#### Data under study

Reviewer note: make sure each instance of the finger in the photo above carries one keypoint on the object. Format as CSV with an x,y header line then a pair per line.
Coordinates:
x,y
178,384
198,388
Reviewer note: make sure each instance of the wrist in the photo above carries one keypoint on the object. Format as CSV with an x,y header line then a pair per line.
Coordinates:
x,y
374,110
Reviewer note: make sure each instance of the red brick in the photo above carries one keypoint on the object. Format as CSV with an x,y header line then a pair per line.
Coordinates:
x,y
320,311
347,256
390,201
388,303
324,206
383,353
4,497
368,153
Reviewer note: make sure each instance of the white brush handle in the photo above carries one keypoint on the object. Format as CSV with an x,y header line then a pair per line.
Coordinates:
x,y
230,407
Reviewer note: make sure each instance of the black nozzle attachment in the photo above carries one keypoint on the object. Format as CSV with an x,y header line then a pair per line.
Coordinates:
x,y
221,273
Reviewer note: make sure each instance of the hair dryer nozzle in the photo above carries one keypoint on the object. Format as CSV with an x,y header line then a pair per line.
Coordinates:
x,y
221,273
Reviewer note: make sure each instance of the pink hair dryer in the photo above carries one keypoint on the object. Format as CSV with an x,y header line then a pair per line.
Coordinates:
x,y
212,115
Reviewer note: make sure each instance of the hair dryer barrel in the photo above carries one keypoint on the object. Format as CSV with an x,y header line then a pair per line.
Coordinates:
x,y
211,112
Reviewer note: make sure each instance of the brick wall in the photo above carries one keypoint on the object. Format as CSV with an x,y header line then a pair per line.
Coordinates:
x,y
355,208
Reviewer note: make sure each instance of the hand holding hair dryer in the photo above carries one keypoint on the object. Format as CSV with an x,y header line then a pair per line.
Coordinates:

########

## Work instruction
Make an exact copy of each line, beginning at the one containing "Reviewer note: make sure each instance of the hair dryer barrel" and ending with the last line of the data, and of no other line.

## Response to the task
Reviewer note: make sure each instance of the hair dryer barrel in the photo above carries one keypoint on the object. Format as CSV with an x,y header line then a pair per line.
Coordinates:
x,y
211,112
Reviewer note: make sure each instance of the brick wall in the photo above carries one keypoint on the object. Format as CSV with an x,y header line then a pair per line.
Coordinates:
x,y
355,208
Reviewer note: make sure each instance of the hand holding hair dryer in the photo above carries one keypoint on the object. Format as CSV with an x,y header line then a pair per line.
Coordinates:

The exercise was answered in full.